PROMPT 1:
Using the abstract on the Italian Family Medicine curriculum, answer each question.
(a) How many coordinators were recruited through the internal call?
(b) How many collaborators did the public call recruit?
(c) How long is the finished document?
PROMPT 2:
Based on the abstract on the Italian Family Medicine curriculum, explain in one to three sentences why a Core Curriculum for Italian family doctors was needed.

READING TEXT:
----------------
Towards a Core Curriculum for italian Family Medicine: results of a transparent, participatory and collective writing.

Alice Serafini, Stefano Celotto, Jacopo Demurtas, Giuseppe Febbo, Davide Luppi, Alessandro Mereu, Nicola Pecora, Giorgio Sessa, Luigi Brachitta, Peter Konstantin Kurotschka, Ilaria Rossiello, Elena Rubatto

Keywords: Core Curriculum; GP training;

Background:

Scientific evidence shows how Family Medicine (FM), internationally recognized as an academic and scientific discipline, has a significant impact on the health of the community and on the appropriate use of public resources. Despite this, in Italy, the national legislation of reference for the FM training does not define the educational programs to be followed, the competences to be acquired, the teaching and learning methods of the discipline or the criteria of evaluation for the achievement of the title of General Practitioner. A project for writing a Core Curriculum of the Italian GP and the dedicated working group "MMG Core Curriculum Task Force" have been promoted by the Movimento Giotto (MG, member of the Vasco da Gama Movement).

Research questions:

To elaborate a Core Curriculum that establishes what, where, how to learn and how to evaluate the specialized competences of the professional FM

Method:

Form February to May 2019, a transparent process of collective and participatory writing took place, through different phases: An internal call through the MG for the recruitment of the Coordinator's Task Force (9 coordinators); Self-training and drafting of the index of the document, in a comparative perspective; A public Call to recruit collaborators (52 young italian FM) for the collective drawing up of the chapters; A peer review of the contents produced;

Results:

A 200 pages document "Towards the Core Curriculum of General Medicine" has been produced, divided into three chapters describing: the rationale of the project, the Core Competencies and the clinical skills identified in five macro-areas of clinical practice.

Conclusions:

The proposal document, thus necessarily still incomplete, needs a deeper reflection and sharing with other actors of the health system. The MG aims to proceed to further steps in the coming months, in order to build consent on the document (Delphi Method or Consensus Conference).

Points for discussion:

What are the strengths and limitations of the participatory methodology used from MG to build the document?

What could be the best methodology to proceede to further steps and build consent on the document?

What could be the role of EGPRN and the international community of FM researchers?
----------------
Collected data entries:
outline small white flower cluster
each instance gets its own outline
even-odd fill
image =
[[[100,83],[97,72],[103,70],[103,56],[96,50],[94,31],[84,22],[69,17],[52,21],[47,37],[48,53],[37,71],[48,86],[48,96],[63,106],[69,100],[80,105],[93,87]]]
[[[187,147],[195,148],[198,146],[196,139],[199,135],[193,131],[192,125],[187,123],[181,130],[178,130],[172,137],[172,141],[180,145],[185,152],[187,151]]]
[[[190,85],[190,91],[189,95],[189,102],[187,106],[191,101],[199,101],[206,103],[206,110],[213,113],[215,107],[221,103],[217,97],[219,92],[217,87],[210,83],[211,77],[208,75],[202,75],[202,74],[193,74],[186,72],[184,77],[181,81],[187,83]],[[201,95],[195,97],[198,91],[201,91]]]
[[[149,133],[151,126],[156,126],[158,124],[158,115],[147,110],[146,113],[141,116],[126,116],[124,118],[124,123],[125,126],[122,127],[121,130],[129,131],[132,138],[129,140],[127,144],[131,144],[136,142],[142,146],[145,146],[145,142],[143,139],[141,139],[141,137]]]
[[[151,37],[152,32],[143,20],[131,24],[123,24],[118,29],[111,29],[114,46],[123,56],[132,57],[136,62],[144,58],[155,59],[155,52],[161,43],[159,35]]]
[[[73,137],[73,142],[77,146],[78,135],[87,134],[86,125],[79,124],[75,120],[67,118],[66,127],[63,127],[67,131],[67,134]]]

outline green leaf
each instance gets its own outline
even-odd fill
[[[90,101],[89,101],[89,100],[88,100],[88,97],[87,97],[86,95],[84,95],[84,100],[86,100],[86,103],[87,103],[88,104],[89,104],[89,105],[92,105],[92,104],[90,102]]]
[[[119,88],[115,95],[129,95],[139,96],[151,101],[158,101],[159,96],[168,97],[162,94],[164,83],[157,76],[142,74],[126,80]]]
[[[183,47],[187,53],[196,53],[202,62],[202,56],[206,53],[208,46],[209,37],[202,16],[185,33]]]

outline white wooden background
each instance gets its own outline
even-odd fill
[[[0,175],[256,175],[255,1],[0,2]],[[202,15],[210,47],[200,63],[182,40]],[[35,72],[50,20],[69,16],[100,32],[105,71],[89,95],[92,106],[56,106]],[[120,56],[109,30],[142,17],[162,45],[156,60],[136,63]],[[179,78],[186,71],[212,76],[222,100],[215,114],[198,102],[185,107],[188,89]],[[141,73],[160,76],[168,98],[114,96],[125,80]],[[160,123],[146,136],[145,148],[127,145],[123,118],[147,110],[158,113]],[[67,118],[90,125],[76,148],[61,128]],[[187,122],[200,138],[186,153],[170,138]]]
----------------
PROBLEM SOLUTION 1:
(a) 9 coordinators.
(b) 52 young Italian family doctors.
(c) 200 pages.

PROBLEM SOLUTION 2:
Evidence shows that Family Medicine has a significant impact on community health and on the appropriate use of public resources. Yet Italy's national law on Family Medicine training does not define the educational programs, the competences to acquire, the teaching and learning methods, or the criteria for evaluating who earns the title of General Practitioner.